* **DATA PROVIDED**
— Start —

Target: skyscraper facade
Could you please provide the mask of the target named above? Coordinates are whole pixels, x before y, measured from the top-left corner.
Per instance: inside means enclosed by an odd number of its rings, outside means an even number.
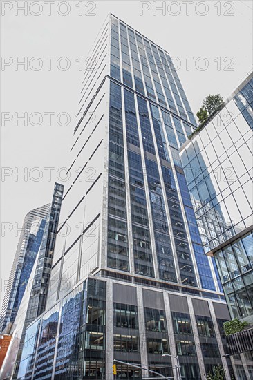
[[[216,261],[231,318],[250,323],[250,328],[228,341],[231,354],[245,352],[247,365],[242,358],[244,363],[238,363],[238,367],[243,364],[242,376],[252,377],[252,73],[184,144],[180,158],[205,251]]]
[[[17,379],[111,380],[113,360],[115,379],[176,379],[177,357],[187,379],[218,364],[230,379],[229,313],[179,157],[196,122],[169,55],[110,15],[79,107],[46,310]]]
[[[12,323],[39,249],[49,204],[31,210],[25,217],[0,313],[0,332]]]

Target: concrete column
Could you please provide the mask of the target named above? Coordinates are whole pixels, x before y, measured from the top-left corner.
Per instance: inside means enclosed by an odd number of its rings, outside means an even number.
[[[171,313],[171,306],[169,301],[169,294],[165,292],[163,294],[163,298],[165,307],[166,323],[168,329],[170,353],[171,355],[172,355],[173,357],[176,357],[178,354],[176,348],[175,336],[173,329],[173,322]],[[171,363],[173,367],[173,376],[174,377],[174,379],[176,379],[177,373],[175,366],[177,365],[177,362],[175,357],[171,357]]]
[[[192,305],[191,298],[190,296],[187,296],[189,312],[191,319],[192,332],[194,334],[195,347],[197,353],[197,357],[198,361],[199,368],[200,371],[201,379],[206,378],[205,369],[204,365],[203,356],[202,354],[202,350],[200,347],[200,341],[198,336],[197,323],[195,319],[195,313],[194,306]]]
[[[106,379],[113,380],[113,281],[106,281]]]
[[[124,137],[124,164],[125,185],[126,185],[129,272],[131,274],[134,275],[135,270],[134,270],[133,245],[133,234],[132,234],[132,216],[131,216],[131,209],[130,181],[129,181],[129,173],[127,136],[126,136],[126,115],[125,115],[125,108],[124,108],[124,95],[123,86],[121,86],[121,98],[122,98],[122,109],[123,137]]]
[[[138,310],[138,322],[139,322],[139,336],[140,336],[140,350],[141,365],[147,368],[149,367],[149,361],[147,351],[147,339],[145,330],[145,316],[144,314],[142,288],[140,285],[137,287],[137,302]],[[149,372],[145,370],[142,370],[142,377],[143,379],[149,377]]]
[[[218,346],[218,349],[219,349],[220,353],[221,353],[221,361],[222,361],[222,363],[223,363],[223,368],[226,371],[225,373],[225,378],[226,378],[227,380],[231,380],[231,377],[230,377],[230,374],[229,374],[229,368],[228,368],[227,360],[226,360],[226,358],[223,356],[223,355],[225,355],[225,351],[224,351],[224,348],[223,348],[223,342],[222,342],[221,334],[220,334],[220,330],[219,330],[218,323],[217,323],[217,321],[216,321],[216,316],[215,315],[214,305],[213,305],[213,303],[212,302],[212,301],[209,301],[208,303],[209,303],[209,310],[210,310],[212,322],[213,322],[213,324],[214,324],[215,334],[216,334],[216,339],[217,339]]]

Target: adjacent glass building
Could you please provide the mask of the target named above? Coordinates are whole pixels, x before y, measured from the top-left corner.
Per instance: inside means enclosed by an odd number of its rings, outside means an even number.
[[[119,360],[115,379],[176,379],[178,356],[189,380],[218,364],[229,379],[229,316],[179,157],[196,126],[169,55],[110,15],[89,57],[46,310],[17,378],[112,380]]]
[[[1,310],[1,332],[15,319],[42,240],[49,206],[31,210],[25,217]]]
[[[180,152],[205,251],[215,258],[231,318],[247,320],[251,324],[252,130],[251,73],[225,102],[223,109],[184,144]],[[248,330],[245,334],[244,342],[248,344],[243,346],[243,338],[234,337],[233,354],[252,350],[253,333]],[[253,357],[250,352],[247,355],[250,364],[249,368],[244,365],[244,370],[252,375]]]
[[[55,184],[39,252],[16,317],[8,329],[12,339],[1,368],[1,379],[17,377],[26,328],[45,310],[64,188],[62,184]]]

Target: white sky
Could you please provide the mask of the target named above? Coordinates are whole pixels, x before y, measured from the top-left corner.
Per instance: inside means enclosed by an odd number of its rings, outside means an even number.
[[[28,1],[28,5],[31,3]],[[178,74],[194,115],[209,94],[220,93],[227,97],[247,76],[252,62],[253,4],[249,0],[179,1],[178,6],[176,1],[167,1],[164,15],[161,10],[156,14],[153,6],[153,3],[160,6],[162,1],[144,1],[142,4],[135,1],[83,1],[83,14],[79,15],[81,1],[65,1],[69,7],[69,13],[65,17],[57,12],[57,6],[60,12],[66,11],[64,2],[52,2],[50,16],[48,15],[46,2],[39,3],[41,14],[35,16],[32,13],[39,12],[38,5],[24,15],[24,11],[17,8],[24,6],[24,1],[1,1],[1,55],[10,57],[2,60],[13,61],[10,66],[2,66],[1,72],[2,120],[8,115],[4,113],[12,115],[11,120],[2,124],[1,167],[2,171],[13,171],[1,179],[1,285],[9,276],[18,242],[15,229],[21,228],[26,213],[31,209],[50,201],[55,181],[64,183],[63,178],[57,178],[57,171],[68,167],[71,161],[69,149],[77,124],[75,115],[79,109],[84,75],[75,60],[82,57],[79,61],[82,60],[84,66],[88,51],[109,12],[167,50],[172,57],[176,57],[175,64],[181,62]],[[7,8],[8,3],[13,8],[3,15],[3,7]],[[141,6],[150,8],[142,16],[140,15]],[[200,15],[205,11],[205,15]],[[94,15],[89,15],[91,13]],[[24,61],[26,57],[28,70],[24,70],[21,66],[15,70],[14,62]],[[36,68],[38,61],[31,60],[34,57],[39,57],[43,65],[37,71],[29,67],[30,62],[32,67]],[[44,57],[55,57],[50,71]],[[70,69],[66,71],[57,68],[56,64],[62,57],[66,57],[71,63]],[[189,70],[186,59],[182,59],[186,57],[193,57]],[[198,61],[203,67],[204,60],[198,59],[201,57],[208,62],[205,70],[195,66]],[[64,61],[59,61],[59,64],[63,68]],[[28,117],[32,113],[40,113],[41,124],[35,126],[28,122],[25,126],[24,122],[19,121],[15,126],[15,119],[25,112]],[[51,126],[48,126],[44,113],[48,112],[55,113]],[[70,115],[67,126],[57,124],[56,116],[62,112]],[[32,124],[37,120],[35,117]],[[62,117],[60,124],[64,122]],[[38,175],[38,171],[33,171],[35,167],[41,170],[42,178],[39,181],[35,180]],[[55,168],[52,170],[50,180],[48,171],[44,169],[46,167]],[[26,178],[17,178],[17,172],[24,170],[28,172]],[[4,233],[8,227],[11,231]],[[4,288],[1,288],[2,299]]]

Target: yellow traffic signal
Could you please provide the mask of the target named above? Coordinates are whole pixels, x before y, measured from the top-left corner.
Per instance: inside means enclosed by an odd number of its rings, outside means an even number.
[[[117,368],[116,368],[116,365],[115,364],[113,364],[113,374],[117,374]]]

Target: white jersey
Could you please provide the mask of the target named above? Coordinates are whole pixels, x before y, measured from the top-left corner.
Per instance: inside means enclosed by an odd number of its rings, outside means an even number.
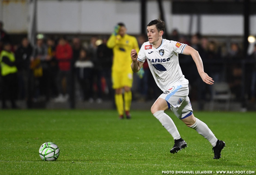
[[[176,85],[188,85],[188,81],[181,71],[178,57],[187,45],[163,39],[157,49],[148,41],[142,46],[138,60],[144,62],[147,59],[156,82],[163,92]]]

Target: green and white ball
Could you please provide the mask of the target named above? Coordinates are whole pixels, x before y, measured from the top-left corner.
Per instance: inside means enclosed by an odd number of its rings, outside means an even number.
[[[39,148],[39,156],[45,161],[55,160],[59,157],[60,149],[57,145],[52,142],[46,142]]]

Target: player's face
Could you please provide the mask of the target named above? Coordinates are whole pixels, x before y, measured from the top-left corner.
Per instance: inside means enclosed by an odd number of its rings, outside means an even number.
[[[156,25],[148,26],[147,28],[147,33],[150,43],[153,44],[156,43],[160,39],[161,31],[158,32]]]
[[[119,32],[118,33],[122,37],[124,37],[124,36],[126,33],[126,28],[124,26],[122,26],[119,29]]]

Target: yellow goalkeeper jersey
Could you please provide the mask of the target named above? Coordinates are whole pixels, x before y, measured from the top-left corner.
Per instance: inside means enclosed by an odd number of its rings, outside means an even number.
[[[139,50],[136,38],[127,34],[123,37],[119,35],[112,35],[108,41],[107,46],[113,50],[112,70],[126,71],[129,69],[131,71],[131,51],[135,49],[138,53]]]

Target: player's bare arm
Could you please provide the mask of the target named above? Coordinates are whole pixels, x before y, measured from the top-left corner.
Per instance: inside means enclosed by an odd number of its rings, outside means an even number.
[[[183,54],[188,55],[191,55],[196,63],[199,75],[204,82],[208,84],[213,84],[214,81],[212,78],[205,72],[202,59],[198,51],[189,46],[187,46],[184,49]]]
[[[139,61],[137,59],[138,58],[138,54],[135,49],[132,49],[131,51],[131,58],[132,60],[132,62],[131,65],[132,69],[134,72],[138,72],[144,63]]]

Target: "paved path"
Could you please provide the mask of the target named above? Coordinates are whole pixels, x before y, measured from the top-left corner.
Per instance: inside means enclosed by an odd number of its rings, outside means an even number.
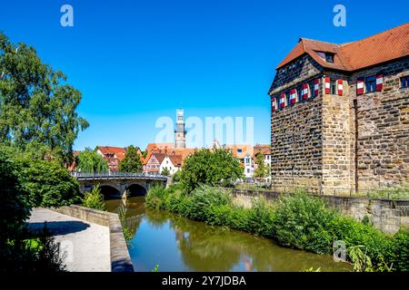
[[[34,208],[28,220],[29,227],[47,228],[60,242],[61,250],[66,250],[65,263],[71,272],[109,272],[111,257],[108,227],[90,223],[45,208]],[[71,250],[72,249],[72,250]],[[73,255],[69,255],[69,253]]]

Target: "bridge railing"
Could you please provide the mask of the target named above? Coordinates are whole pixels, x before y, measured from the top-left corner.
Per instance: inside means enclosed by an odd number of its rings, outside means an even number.
[[[79,172],[71,171],[78,180],[86,179],[158,179],[166,180],[167,177],[156,172]]]

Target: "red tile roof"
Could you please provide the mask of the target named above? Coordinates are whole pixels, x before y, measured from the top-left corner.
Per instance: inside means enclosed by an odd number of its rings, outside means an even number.
[[[182,166],[182,155],[168,155],[168,157],[171,160],[174,166],[175,167]]]
[[[126,152],[126,149],[122,147],[97,146],[97,149],[104,156],[115,155],[119,160],[125,158],[125,153]]]
[[[325,62],[317,52],[334,53],[334,63]],[[304,53],[321,66],[343,71],[356,71],[409,55],[409,23],[365,39],[336,44],[301,38],[277,66],[277,70]]]
[[[262,152],[263,155],[271,155],[270,145],[255,145],[254,146],[254,157],[258,152]]]

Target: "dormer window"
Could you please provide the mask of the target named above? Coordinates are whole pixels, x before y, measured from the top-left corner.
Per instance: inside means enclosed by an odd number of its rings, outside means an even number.
[[[334,63],[334,53],[325,53],[325,62]]]

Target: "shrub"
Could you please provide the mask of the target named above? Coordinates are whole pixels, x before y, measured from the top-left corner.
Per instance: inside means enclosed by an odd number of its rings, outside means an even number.
[[[409,272],[409,228],[403,227],[394,234],[386,260],[394,271]]]
[[[0,151],[0,250],[25,227],[31,207],[29,194],[14,171],[14,164]]]
[[[234,205],[230,192],[208,186],[202,185],[189,195],[177,186],[153,188],[146,206],[316,254],[331,254],[333,242],[343,240],[357,271],[390,271],[391,265],[394,271],[409,270],[407,228],[391,237],[369,224],[339,215],[320,198],[301,191],[280,197],[274,206],[260,198],[244,208]]]
[[[190,192],[201,184],[226,187],[243,178],[243,166],[224,149],[203,149],[186,158],[176,179]]]
[[[253,202],[253,207],[247,211],[247,231],[257,235],[272,237],[274,212],[271,205],[259,198]]]
[[[98,210],[106,210],[104,196],[101,194],[99,185],[94,187],[91,192],[85,192],[82,199],[82,205],[85,208]]]
[[[230,213],[230,218],[227,226],[237,230],[251,232],[248,226],[249,215],[251,209],[243,207],[234,207]]]
[[[153,187],[149,189],[145,197],[146,207],[159,209],[164,199],[165,188],[162,187]]]
[[[374,264],[379,255],[389,256],[390,237],[370,225],[364,225],[348,217],[336,216],[327,225],[333,240],[343,240],[346,246],[363,246]]]
[[[335,213],[319,198],[302,192],[280,197],[274,219],[274,236],[283,246],[329,254],[332,238],[326,225]]]
[[[212,216],[212,208],[231,203],[228,192],[202,185],[190,194],[190,207],[186,217],[194,220],[206,221]]]

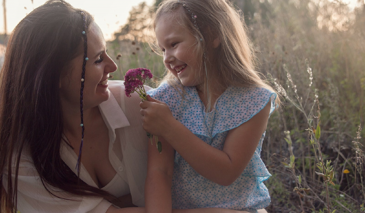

— End —

* **WHAT YOU HAVE TO DO**
Put the lines of the data into a numbered list, starting with the first line and ending after the line that contains "[[[12,323],[39,249],[49,204],[31,210],[25,217],[0,313],[0,332]]]". Skip blank lines and leave the pictures out.

* **SOLUTION TO THIS PROBLEM**
1. Target: skyscraper facade
2. Could you please provide the mask of the target named above? Coordinates are whole pixels, x before y, measured from the top-left corner.
3. Per instance: inside means enclosed by an odd number of its rings, outside means an even number.
4. [[[216,261],[231,318],[250,323],[250,328],[228,341],[231,354],[245,352],[247,365],[242,358],[244,363],[238,363],[238,367],[243,364],[242,376],[252,377],[252,73],[184,144],[180,158],[205,251]]]
5. [[[17,379],[111,380],[113,360],[115,379],[176,379],[177,357],[187,379],[218,364],[230,379],[229,313],[179,157],[196,122],[169,55],[110,15],[79,107],[46,310]]]
6. [[[12,323],[39,249],[49,204],[31,210],[25,217],[0,313],[0,332]]]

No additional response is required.